[Items from a data source]
======
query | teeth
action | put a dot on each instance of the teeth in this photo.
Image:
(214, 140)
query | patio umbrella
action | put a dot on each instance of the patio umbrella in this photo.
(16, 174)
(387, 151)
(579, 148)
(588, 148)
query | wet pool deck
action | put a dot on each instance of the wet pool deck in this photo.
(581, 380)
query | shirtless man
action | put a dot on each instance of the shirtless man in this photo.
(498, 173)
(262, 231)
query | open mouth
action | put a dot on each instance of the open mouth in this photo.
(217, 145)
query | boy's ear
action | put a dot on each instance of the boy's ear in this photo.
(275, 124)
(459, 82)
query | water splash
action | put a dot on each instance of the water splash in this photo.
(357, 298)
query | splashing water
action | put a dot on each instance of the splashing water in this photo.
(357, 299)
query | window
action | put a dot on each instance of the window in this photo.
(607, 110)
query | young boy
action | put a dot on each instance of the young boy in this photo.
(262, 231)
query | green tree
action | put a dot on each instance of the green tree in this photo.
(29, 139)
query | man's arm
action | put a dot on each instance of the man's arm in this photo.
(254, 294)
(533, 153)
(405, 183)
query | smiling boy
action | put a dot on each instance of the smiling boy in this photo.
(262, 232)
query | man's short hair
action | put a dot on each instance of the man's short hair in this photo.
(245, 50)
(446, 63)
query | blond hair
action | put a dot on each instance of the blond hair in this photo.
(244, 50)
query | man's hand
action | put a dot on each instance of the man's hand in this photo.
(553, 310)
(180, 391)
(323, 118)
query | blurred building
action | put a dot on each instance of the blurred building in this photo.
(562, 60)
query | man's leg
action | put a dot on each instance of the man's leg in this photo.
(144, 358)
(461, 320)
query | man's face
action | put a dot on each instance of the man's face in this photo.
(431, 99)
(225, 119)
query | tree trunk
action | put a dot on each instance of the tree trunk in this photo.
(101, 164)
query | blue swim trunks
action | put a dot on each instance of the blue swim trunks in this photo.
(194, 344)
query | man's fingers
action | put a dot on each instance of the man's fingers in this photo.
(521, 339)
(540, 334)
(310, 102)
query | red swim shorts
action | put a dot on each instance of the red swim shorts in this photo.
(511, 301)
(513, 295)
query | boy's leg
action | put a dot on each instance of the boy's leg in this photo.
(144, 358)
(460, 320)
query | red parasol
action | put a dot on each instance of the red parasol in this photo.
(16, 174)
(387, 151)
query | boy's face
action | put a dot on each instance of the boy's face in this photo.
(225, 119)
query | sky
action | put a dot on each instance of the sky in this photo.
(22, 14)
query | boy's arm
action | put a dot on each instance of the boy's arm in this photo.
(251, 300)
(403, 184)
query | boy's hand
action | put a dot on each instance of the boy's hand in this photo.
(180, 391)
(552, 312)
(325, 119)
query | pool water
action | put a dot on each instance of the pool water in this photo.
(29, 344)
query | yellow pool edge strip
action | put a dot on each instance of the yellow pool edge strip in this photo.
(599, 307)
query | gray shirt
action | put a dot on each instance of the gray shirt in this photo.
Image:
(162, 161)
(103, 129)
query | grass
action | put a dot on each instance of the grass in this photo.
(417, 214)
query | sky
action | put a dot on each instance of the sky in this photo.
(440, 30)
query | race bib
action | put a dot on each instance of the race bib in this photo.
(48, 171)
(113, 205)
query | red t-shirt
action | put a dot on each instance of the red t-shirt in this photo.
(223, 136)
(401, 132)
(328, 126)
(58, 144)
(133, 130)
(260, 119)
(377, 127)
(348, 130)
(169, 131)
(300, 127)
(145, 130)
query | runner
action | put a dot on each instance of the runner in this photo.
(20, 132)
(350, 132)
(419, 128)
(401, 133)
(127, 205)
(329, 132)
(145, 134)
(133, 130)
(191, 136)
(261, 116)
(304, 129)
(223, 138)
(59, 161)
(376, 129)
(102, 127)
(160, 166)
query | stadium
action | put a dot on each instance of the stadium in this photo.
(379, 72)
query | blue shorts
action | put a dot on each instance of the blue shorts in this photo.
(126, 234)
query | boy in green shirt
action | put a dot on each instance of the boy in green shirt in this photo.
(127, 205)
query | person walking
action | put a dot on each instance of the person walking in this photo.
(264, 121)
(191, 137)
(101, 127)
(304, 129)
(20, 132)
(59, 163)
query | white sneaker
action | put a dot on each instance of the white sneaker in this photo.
======
[PROBLEM STATEMENT] Looking at the data above, return every line from the one with "action | put a dot on each instance of the blond" down to the one with "query | tree trunk", exactly and inclusively.

[ANSWER BOX]
action | put a dot on each instance of the blond hair in this photo.
(244, 50)
query | man's hand
action | put a dot on each instance of the man's hand in this photo.
(553, 310)
(180, 391)
(323, 118)
query | blurred building
action | put a dot on each instance of the blurred building in this photo.
(562, 60)
query | man's leg
action | put a dot on each instance of the man's leg in this photo.
(144, 358)
(461, 320)
query | man's face
action | put a dot on each instance of the man's face in this photo.
(431, 99)
(225, 119)
query | tree trunk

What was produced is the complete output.